Data excerpts:

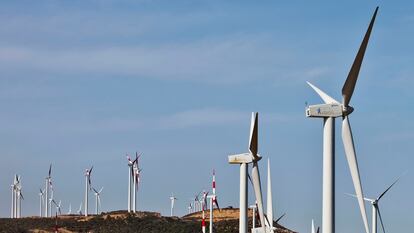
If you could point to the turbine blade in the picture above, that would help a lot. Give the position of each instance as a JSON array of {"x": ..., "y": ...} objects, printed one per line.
[
  {"x": 216, "y": 203},
  {"x": 382, "y": 194},
  {"x": 269, "y": 202},
  {"x": 258, "y": 192},
  {"x": 382, "y": 223},
  {"x": 353, "y": 166},
  {"x": 313, "y": 227},
  {"x": 325, "y": 97},
  {"x": 283, "y": 215},
  {"x": 351, "y": 80},
  {"x": 253, "y": 142}
]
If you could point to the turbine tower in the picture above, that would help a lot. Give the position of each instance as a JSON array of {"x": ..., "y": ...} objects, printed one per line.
[
  {"x": 172, "y": 198},
  {"x": 80, "y": 210},
  {"x": 269, "y": 202},
  {"x": 213, "y": 201},
  {"x": 87, "y": 188},
  {"x": 131, "y": 164},
  {"x": 70, "y": 209},
  {"x": 244, "y": 159},
  {"x": 97, "y": 199},
  {"x": 329, "y": 111},
  {"x": 41, "y": 200},
  {"x": 136, "y": 179},
  {"x": 313, "y": 228},
  {"x": 48, "y": 183},
  {"x": 203, "y": 207}
]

TASK OBJECTIVE: Apart from the images, please copy every line of the data exactly as written.

YOUR SOLUTION:
If you could point to the turbine blade in the picture above, that would help a lot. Give the position of each instance as a JSON array of {"x": ..., "y": ...} objects, printed one per line.
[
  {"x": 216, "y": 203},
  {"x": 382, "y": 194},
  {"x": 269, "y": 202},
  {"x": 258, "y": 192},
  {"x": 382, "y": 223},
  {"x": 353, "y": 166},
  {"x": 313, "y": 227},
  {"x": 325, "y": 97},
  {"x": 283, "y": 215},
  {"x": 351, "y": 80},
  {"x": 253, "y": 142}
]
If you could point to the turbine tower in the picture above, that would help a lot. Give the position of each instance as a JSON array of {"x": ..., "y": ...} objects, printed one per line.
[
  {"x": 172, "y": 198},
  {"x": 80, "y": 210},
  {"x": 269, "y": 202},
  {"x": 213, "y": 201},
  {"x": 87, "y": 188},
  {"x": 131, "y": 164},
  {"x": 70, "y": 209},
  {"x": 244, "y": 159},
  {"x": 97, "y": 199},
  {"x": 329, "y": 111},
  {"x": 41, "y": 200},
  {"x": 136, "y": 179},
  {"x": 313, "y": 228},
  {"x": 48, "y": 183},
  {"x": 203, "y": 207}
]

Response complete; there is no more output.